**** Passage given ****

Multy-core CPUs

Thu Oct 25 21:15:03 UTC 2007

  _____  

De: squeak-dev-bounces at lists.squeakfoundation.org
[mailto:squeak-dev-bounces at lists.squeakfoundation.org] En nombre de Peter
William Lount
Enviado el: Jueves, 25 de Octubre de 2007 16:29
Para: The general-purpose Squeak developers list
Asunto: Re: Multy-core CPUs

Hi,

Sebastian Sastre wrote: 

hi,

What? That just won't work. Think of the memory overhead. 

I don't give credit to unfounded apriorisms. I think it deserves to be
proved that does not work. Anyway let's just assume that may be too much for
state of the art hardware in common computers in year 2007. What about in
2009? what about in 2012? Remember the attitude you had saying this now the
first day of 2012.

It's not an unfounded apriorism as you put it. 

Current hardware and technology expected in the next ten years isn't
optimized for N hundred thousand or N million threads of execution. Maybe in
the future that will be the case.

****

Task instructions
1: In the multi-core CPUs thread, what does the reply say current hardware and the technology expected over the next ten years are not optimized for?
2: Write the next few sentences of the multi-core CPUs thread, following on from its last line.

**** Dataset extract ****

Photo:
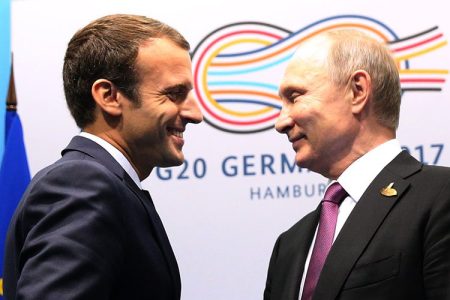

****

Outputs for the tasks
1: Current hardware and expected technology are not optimized for N hundred thousand or N million threads of execution.

2:
The Tile-64 processor is expected to grow to about 4096 processors by
pushing the limits of technology beyond what they are today. To reach the
levels you are talking about for a current Smalltalk image with millions of
objects each having their own thread (or process) isn't going to happen
anytime soon. 

I work with real hardware.

I am open and willing to be pleasantly surprised however. 

Peter.. Peter.. you have to fight a little harder to that demon. Look I
asked you to read my previous post with subject "One Process Per Instance"
where I taked the time (so money) of explainly as didactic as I can how
*your* millon object example could be managed in a system like the one I'm
speculating with. So please, please Peter, I ask you not to make repeat
myself go read it and make your statements there if you found them. As I
already said I think the experiences you are sharing in this matter are
precious so discussion gets just richer.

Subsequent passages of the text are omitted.